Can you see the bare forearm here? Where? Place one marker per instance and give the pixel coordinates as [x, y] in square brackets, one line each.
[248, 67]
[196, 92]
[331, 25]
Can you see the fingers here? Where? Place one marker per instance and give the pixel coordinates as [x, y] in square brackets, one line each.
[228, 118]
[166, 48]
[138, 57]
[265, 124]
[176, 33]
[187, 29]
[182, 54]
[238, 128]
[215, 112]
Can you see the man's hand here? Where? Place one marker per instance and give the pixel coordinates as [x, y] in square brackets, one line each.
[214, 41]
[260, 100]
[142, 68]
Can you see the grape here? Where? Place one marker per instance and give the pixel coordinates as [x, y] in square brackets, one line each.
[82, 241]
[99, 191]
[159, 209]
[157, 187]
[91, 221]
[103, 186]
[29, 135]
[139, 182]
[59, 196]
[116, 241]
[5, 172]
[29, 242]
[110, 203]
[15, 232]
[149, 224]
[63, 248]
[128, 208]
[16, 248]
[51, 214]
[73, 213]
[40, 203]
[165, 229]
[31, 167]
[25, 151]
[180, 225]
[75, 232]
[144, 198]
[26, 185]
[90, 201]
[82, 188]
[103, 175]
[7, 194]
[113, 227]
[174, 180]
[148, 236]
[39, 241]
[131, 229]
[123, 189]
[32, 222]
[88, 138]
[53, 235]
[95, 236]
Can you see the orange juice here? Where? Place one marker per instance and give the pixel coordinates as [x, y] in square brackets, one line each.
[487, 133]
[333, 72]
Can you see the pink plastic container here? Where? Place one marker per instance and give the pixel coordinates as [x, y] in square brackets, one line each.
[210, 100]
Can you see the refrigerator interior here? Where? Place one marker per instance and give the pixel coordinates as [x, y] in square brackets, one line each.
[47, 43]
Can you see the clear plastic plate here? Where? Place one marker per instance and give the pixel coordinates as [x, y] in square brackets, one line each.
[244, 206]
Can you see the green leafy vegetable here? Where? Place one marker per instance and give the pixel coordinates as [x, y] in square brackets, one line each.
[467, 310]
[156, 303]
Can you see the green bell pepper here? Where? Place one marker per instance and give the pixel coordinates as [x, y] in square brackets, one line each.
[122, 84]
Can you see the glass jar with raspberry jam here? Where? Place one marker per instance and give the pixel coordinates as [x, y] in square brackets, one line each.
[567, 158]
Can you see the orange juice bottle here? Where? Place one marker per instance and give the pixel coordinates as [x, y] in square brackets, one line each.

**PROBLEM REQUIREMENTS**
Rewrite every one of the records above, swapping "marker" for "dot" wherever it appears and leaving everything else unchanged.

**SOLVED PROBLEM**
Can you see the bare forearm here? Where? Place one dot per instance and give the pixel coordinates as [x, y] in square brackets, one line each.
[248, 67]
[196, 92]
[331, 25]
Can you see the fingers here? Where? Place one dot per instance and give the pixel coordinates as [x, y] in square brackets, one line each.
[228, 118]
[166, 48]
[138, 57]
[265, 124]
[176, 33]
[187, 29]
[182, 54]
[238, 128]
[215, 112]
Can you see the man's hand here? Where? Place one dot per instance and give the pixel coordinates as [x, y] in square brackets, one line each.
[214, 41]
[260, 100]
[142, 68]
Can you see the grape here? Where? Place one dot per instance and give the pixel coordinates as [x, y] in square brackets, one line each.
[82, 241]
[99, 191]
[159, 209]
[157, 187]
[91, 221]
[103, 186]
[29, 135]
[139, 182]
[59, 196]
[116, 241]
[5, 172]
[29, 242]
[110, 203]
[15, 232]
[149, 224]
[63, 248]
[128, 208]
[16, 248]
[51, 214]
[73, 213]
[40, 203]
[165, 229]
[31, 167]
[25, 151]
[180, 225]
[75, 232]
[144, 198]
[26, 185]
[90, 201]
[82, 188]
[103, 175]
[7, 194]
[113, 227]
[174, 180]
[148, 236]
[39, 241]
[131, 229]
[123, 189]
[32, 222]
[88, 138]
[53, 235]
[95, 236]
Can you see the orange juice here? Where? Place one dot per instance and give the pixel coordinates as [x, y] in square brackets, one line each.
[487, 133]
[333, 72]
Can you see the pink plastic container here? Where? Place one dot per instance and give the pixel coordinates as [x, y] in square brackets, one line each.
[210, 100]
Can you see the refrigerator interior here? Where? Place one dot per instance and give the pixel coordinates as [x, y] in square brackets, one line each.
[47, 43]
Can you see the clear plastic plate here? Where? Place one dot per instance and give the pixel coordinates as [x, y] in square brackets, one line each.
[244, 206]
Can you see the green leafy vegetable here? Where? Place one dot per instance and give the pixel coordinates as [x, y] in square brackets, one line each.
[467, 310]
[156, 303]
Can you see the green bell pepper here? Where? Place one dot per instance and give the pixel coordinates as [x, y] in square brackets, one line each.
[122, 84]
Can you see the glass jar with raspberry jam here? Where? Place one dot per instance and give the pixel coordinates as [x, y] in square brackets, one line each.
[567, 158]
Can you see the orange juice bottle here? Where? Place one dot per instance and give the pixel coordinates as [x, y] in square brackets, one line each.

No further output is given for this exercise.